> **Action item**: Find and return every line of the data that contains the word "flower".

> **Data to examine**:

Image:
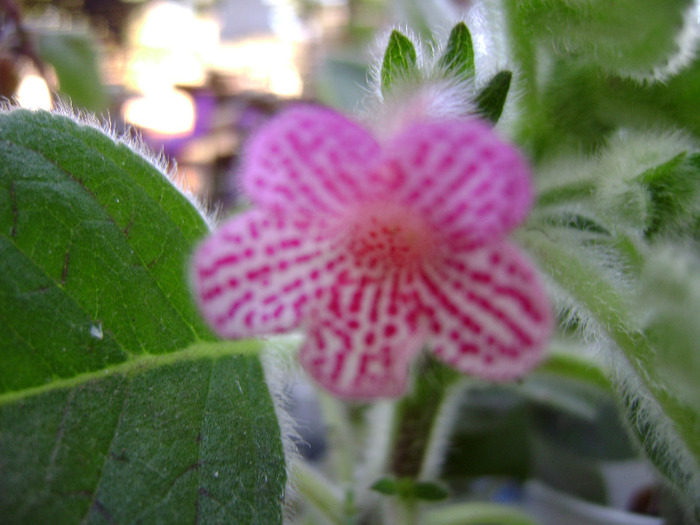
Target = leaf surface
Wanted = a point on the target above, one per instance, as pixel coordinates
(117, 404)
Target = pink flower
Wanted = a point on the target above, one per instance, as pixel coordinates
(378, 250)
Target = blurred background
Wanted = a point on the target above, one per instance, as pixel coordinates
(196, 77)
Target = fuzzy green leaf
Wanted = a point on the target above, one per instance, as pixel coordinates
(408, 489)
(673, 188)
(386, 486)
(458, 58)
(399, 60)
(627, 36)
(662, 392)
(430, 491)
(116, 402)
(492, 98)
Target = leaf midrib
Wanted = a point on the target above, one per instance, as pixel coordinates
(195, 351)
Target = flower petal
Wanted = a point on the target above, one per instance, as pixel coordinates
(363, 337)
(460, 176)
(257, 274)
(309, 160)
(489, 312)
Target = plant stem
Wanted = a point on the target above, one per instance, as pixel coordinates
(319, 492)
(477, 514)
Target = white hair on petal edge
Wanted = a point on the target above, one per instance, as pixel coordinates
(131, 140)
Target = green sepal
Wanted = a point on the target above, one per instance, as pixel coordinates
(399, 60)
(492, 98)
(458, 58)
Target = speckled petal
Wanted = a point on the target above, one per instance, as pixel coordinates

> **Response to this exercise**:
Target = pink flower
Target = flower petal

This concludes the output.